Problem description –
Restate the records in full, keeping every word as it is.

Data under study –
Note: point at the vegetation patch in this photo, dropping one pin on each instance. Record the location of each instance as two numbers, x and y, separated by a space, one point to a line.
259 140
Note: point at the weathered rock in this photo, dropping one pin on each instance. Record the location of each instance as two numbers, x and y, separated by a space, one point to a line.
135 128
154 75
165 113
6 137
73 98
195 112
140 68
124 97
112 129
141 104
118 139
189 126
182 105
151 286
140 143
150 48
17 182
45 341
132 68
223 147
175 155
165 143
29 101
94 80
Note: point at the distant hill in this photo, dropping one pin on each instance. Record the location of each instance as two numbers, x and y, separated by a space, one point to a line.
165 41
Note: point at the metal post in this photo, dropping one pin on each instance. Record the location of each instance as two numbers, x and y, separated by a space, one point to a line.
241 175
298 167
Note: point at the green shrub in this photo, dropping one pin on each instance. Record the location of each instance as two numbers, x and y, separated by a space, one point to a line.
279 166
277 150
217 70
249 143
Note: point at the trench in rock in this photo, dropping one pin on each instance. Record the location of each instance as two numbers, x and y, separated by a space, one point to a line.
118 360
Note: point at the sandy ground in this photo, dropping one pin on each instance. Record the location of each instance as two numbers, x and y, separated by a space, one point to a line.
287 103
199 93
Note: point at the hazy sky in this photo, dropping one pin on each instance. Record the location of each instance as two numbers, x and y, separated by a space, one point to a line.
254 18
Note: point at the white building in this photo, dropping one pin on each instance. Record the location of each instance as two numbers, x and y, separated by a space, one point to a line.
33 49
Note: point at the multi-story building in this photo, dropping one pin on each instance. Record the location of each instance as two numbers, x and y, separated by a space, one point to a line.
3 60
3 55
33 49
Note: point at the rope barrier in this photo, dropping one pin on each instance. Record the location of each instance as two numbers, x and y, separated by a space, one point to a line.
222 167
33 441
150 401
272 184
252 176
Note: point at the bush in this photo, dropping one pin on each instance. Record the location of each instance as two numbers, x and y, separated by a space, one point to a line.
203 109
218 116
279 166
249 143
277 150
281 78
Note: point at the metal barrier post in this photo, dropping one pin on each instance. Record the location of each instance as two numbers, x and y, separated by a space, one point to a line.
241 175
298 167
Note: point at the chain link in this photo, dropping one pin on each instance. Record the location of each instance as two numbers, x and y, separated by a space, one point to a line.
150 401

Reply –
Note: point at the vegetation patch in this photo, dropping one pin on each instance. Record the location of each instance as two numbers, x and y, separated by a space, one point to a line.
259 140
Note: point at the weathered rock in this photo, dropping one pin on each instance. Record the location of each instance as two numbers, x and y, separated by a space, one point to a line.
135 128
154 75
165 113
6 137
73 98
195 112
140 68
124 97
112 129
141 104
118 139
189 126
182 105
151 286
140 143
150 48
17 182
45 341
132 68
223 147
175 155
165 143
29 101
94 80
Note: point at the distant hill in this photo, dropping one pin on each instance. Record the location of each instance as two numbers, x and y, separated by a space, one point to a line.
165 41
Note: point at the metal post in this photo, dropping one pin on each instance. Record the location of each instance as two numbers, x and y, separated by a space, one point to a line.
241 175
298 167
Note: point at the green shrub in this photo, dropping one pin on each instance. Record the location of each instance as two numbers, x and y, separated by a space, one point to a line.
279 166
277 150
217 70
249 143
Note: point at the trench in rock in this photo, dropping one pin on each instance. Record the location of each instance as two numbers, x and y, separated by a space, one point to a line.
118 360
Note: point at the sandy ground in this photo, dropping one pin on each instance. Record the location of each instance as two numbers, x and y, separated by a space, one point to a line.
287 103
199 93
Note: point at the hazy sky in this photo, dropping one pin on each instance. Record the location of each instance as two numbers, x and y, separated by a space, one point to a line.
254 18
Note: point at the white building in this photo, dropping one pin on each instance. Record the location of each instance as two numbers, x and y, separated by a space, one point to a line.
33 49
Note: point at the multi-story building in this photo, dropping one pin on each instance. Record the location of each instance as two numbers, x and y, separated by a space, one point to a line.
3 60
3 55
33 49
Note: point at the rope barrier in this photo, dropping one pin on each instance. Record the location of each instance as two numbers, x and y, separated by a space, one point to a line.
222 167
33 441
150 401
272 184
252 176
Note: point at the bush in this photo, dropping one pin on each instance. Record the location of each instance as two numbers, x and y, separated by a space, one point to a line.
203 109
218 116
279 166
249 143
277 150
281 78
Note: point at the metal barrier post in this photo, dropping one pin on each instance. Record the location of each instance as two numbers, x and y, separated by a space, one point to a line.
241 175
298 167
Note: point at the chain link in this photo, dropping one pin on each instance. Record the location of each instance as two numbers, x and y, separated by a space, one point to a line.
150 401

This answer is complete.